● What the task requires: Lay out the listing from the line containing "job: outline every instance of the **dark" through the end of the listing as a two-column CSV with the columns "entry" and "answer". Give one row for each entry and its answer, with each value in a single quoted field and line breaks replaced by spaces.

● Exercise inputs:

★ ★ ★

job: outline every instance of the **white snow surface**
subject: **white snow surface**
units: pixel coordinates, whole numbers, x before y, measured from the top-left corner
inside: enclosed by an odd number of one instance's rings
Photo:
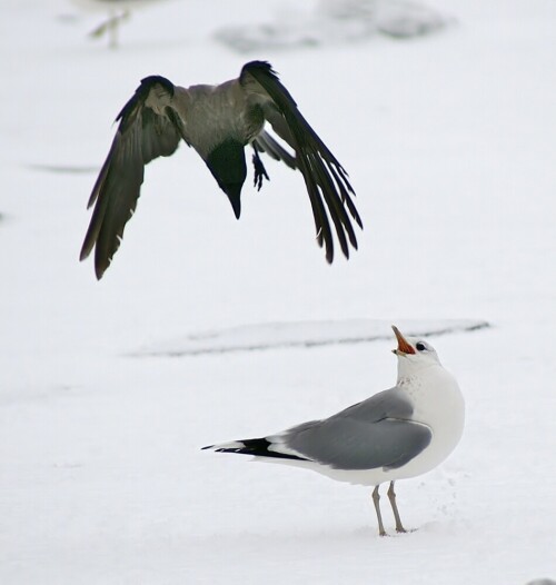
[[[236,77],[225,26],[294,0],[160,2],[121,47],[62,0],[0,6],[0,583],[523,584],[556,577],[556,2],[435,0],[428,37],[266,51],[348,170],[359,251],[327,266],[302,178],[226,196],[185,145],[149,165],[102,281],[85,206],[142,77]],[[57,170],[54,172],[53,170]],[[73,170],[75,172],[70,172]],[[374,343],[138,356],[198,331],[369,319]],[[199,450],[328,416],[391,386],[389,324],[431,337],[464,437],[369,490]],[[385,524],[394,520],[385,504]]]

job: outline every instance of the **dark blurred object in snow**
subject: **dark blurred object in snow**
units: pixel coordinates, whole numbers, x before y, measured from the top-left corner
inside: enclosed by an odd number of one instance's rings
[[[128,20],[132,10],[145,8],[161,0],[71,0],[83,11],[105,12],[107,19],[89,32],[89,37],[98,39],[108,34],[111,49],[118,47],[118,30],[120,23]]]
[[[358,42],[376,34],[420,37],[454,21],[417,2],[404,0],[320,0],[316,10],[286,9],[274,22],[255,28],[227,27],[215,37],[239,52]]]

★ ★ ★

● Output below:
entry,answer
"job: outline every instance of the **dark blurred object in snow** subject: **dark blurred object in snow** units: pixel coordinates, whole numbers, x before y, measured from the top-left corner inside: enclosed by an odd number of one instance's rings","[[[128,20],[132,10],[145,8],[161,0],[71,0],[83,11],[105,12],[107,19],[89,32],[89,37],[98,39],[108,34],[111,49],[118,47],[118,30],[120,23]]] [[[358,42],[376,34],[420,37],[454,21],[417,2],[404,0],[320,0],[316,10],[286,9],[274,22],[255,28],[227,27],[215,37],[239,52]]]"